• Record extracts
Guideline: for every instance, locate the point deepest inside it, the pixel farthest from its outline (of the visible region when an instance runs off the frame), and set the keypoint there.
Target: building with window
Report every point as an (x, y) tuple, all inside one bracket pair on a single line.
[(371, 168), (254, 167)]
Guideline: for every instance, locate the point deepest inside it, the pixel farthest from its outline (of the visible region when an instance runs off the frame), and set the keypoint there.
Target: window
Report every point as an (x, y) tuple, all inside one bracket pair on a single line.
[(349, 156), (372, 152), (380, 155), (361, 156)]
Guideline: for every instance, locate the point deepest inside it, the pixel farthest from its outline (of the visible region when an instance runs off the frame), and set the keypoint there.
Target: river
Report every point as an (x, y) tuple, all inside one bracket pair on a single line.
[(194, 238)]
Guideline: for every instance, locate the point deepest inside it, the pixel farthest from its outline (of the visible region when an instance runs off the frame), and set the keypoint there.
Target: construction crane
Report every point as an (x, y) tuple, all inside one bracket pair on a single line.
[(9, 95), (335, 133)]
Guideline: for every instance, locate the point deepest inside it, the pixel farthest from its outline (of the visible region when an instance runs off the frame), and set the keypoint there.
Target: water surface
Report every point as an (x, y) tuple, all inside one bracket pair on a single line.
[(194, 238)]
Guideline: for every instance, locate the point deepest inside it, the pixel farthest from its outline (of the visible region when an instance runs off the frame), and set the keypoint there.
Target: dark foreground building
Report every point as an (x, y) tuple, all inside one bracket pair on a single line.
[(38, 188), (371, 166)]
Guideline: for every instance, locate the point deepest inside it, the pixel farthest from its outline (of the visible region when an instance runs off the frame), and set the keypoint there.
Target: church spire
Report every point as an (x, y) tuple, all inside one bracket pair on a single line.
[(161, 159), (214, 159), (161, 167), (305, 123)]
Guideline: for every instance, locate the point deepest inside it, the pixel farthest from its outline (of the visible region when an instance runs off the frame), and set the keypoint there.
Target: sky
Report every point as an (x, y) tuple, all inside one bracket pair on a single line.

• Task statement
Copy the records from the very first line down to the line with "[(38, 188), (371, 166)]", changing "Target" to "Object" and keeping everything else the same. Give only those lines.

• Full solution
Guideline: for every instance, locate the point deepest inside it, the pixel farthest from its outline (of the visible region when an instance runs off the frame), and set the keypoint there.
Object: building with window
Report every point as an (x, y) tuple, all inside one bracket pair on a single line.
[(371, 168), (254, 167)]
Guideline: for every instance, locate the point deepest inside it, the pixel farthest from its outline (of the visible region when an instance runs off the frame), and set the keypoint there.
Object: window
Report every point as an (x, y) tuple, all inside one bracket pair on a single line.
[(349, 156), (372, 152), (380, 155), (361, 156)]
Guideline: for every instance, locate the point deepest inside it, the pixel farthest from its outline (of the visible region when an instance runs off the frame), and set the keypoint there.
Object: river
Report every point as an (x, y) tuple, all inside one bracket pair on a single line.
[(194, 238)]
Guideline: for every instance, locate the point deepest inside it, the pixel farthest from its outline (of the visible region when an instance runs off the frame), and set the keypoint there.
Object: construction crane
Report every point as an (x, y) tuple, all inside one bracket pair on a single line.
[(9, 95), (335, 133)]
Guideline: for every instance, locate the point deepest inside it, the pixel farthest from its outline (of the visible region when an instance runs off the frame), and set the keypoint there.
Object: water surface
Report every point as an (x, y) tuple, all inside one bracket pair on a single line.
[(194, 238)]
Guideline: for every instance, locate the point deepest inside it, the pixel farthest from its outline (of the visible region when an instance runs off the frame), and set the keypoint there.
Object: dark foreground building
Report every point as an (x, y) tuple, all inside one bracket pair on a single line.
[(38, 188), (371, 166)]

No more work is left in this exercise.